**Stored items from a collection:**
** START **

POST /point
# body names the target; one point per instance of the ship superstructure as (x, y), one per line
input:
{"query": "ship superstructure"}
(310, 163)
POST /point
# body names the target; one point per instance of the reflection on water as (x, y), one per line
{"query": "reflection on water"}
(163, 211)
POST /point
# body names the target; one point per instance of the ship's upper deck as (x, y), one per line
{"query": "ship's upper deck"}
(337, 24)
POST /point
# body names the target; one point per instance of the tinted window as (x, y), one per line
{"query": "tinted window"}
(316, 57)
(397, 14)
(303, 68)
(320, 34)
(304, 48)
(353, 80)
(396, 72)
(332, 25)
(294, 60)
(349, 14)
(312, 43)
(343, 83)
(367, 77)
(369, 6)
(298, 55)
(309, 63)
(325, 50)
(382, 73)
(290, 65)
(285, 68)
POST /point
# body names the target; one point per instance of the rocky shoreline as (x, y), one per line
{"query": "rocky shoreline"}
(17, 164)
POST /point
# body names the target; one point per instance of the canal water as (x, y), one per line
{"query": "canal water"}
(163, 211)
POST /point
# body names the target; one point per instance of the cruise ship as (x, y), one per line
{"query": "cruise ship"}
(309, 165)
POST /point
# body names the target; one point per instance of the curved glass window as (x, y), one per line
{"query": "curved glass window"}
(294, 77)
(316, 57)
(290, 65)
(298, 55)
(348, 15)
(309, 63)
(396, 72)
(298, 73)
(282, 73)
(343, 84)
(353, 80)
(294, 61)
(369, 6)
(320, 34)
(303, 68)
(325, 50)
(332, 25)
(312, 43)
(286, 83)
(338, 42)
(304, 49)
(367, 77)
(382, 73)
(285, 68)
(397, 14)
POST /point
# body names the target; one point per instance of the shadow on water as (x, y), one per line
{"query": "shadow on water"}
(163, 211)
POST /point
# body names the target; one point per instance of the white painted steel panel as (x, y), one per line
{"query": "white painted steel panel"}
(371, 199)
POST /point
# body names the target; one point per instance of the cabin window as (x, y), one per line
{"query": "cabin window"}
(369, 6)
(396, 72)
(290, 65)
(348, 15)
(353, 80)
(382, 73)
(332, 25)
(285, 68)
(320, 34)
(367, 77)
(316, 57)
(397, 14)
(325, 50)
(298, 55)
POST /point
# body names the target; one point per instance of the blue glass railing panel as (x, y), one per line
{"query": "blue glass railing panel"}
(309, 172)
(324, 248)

** END **

**TASK OBJECTIVE:**
Copy every line of the material, please, keeping it exactly the same.

**RIGHT ANSWER:**
POST /point
# body names the target; one point per instance of the ship superstructure as (x, y), one per line
input:
{"query": "ship superstructure"}
(310, 163)
POST /point
# body names the target; one point per instance of the reflection on water as (x, y), one per line
{"query": "reflection on water"}
(163, 211)
POST /point
# body names the target; one point per instance of the ship's upper deck as (x, y), one per line
{"query": "ship's upper deck"}
(337, 24)
POST /point
# body names the target; one point per instance of the tinted window as (x, y), one per line
{"query": "tinted window"}
(316, 57)
(397, 14)
(303, 68)
(320, 34)
(304, 48)
(353, 80)
(396, 72)
(332, 25)
(294, 60)
(349, 14)
(312, 43)
(343, 83)
(367, 77)
(369, 6)
(298, 55)
(309, 63)
(325, 50)
(382, 73)
(290, 65)
(285, 68)
POST /point
# body names the target; one point per instance of the rocky shoreline as (x, y), one per line
{"query": "rocky shoreline"}
(17, 164)
POST /point
# body names the target; one point per instance of the canal water as (x, y), one per line
{"query": "canal water"}
(163, 211)
POST /point
# body names the target; one point per instance of the cruise ship as (x, y), one per line
{"query": "cruise ship"}
(309, 165)
POST /point
# body names the target; one point per instance of the curved glass window as (x, y), one per line
{"query": "curved glass window"}
(294, 77)
(316, 57)
(290, 65)
(298, 55)
(348, 15)
(309, 63)
(396, 72)
(298, 73)
(282, 73)
(343, 84)
(353, 80)
(294, 61)
(369, 6)
(320, 34)
(303, 68)
(325, 50)
(332, 25)
(312, 43)
(286, 83)
(338, 42)
(304, 49)
(367, 77)
(382, 73)
(285, 68)
(397, 14)
POST /point
# body names the target; one point per instance of the shadow on water as (x, y), one per line
{"query": "shadow on water"}
(163, 211)
POST /point
# body names the target; one point per instance of the white painted steel panel as (x, y), one per line
{"query": "white painted steel panel"}
(371, 199)
POST /point
# body names the target; one point per instance of the cabin window as (x, y), one per line
{"query": "cabin window"}
(369, 6)
(396, 72)
(290, 65)
(348, 15)
(353, 80)
(382, 73)
(332, 25)
(285, 68)
(320, 34)
(367, 77)
(316, 57)
(397, 14)
(325, 50)
(298, 55)
POST /point
# body names the target; one point per instance of the blue glass railing panel as (x, y), one per line
{"query": "blue glass railing panel"}
(309, 172)
(324, 248)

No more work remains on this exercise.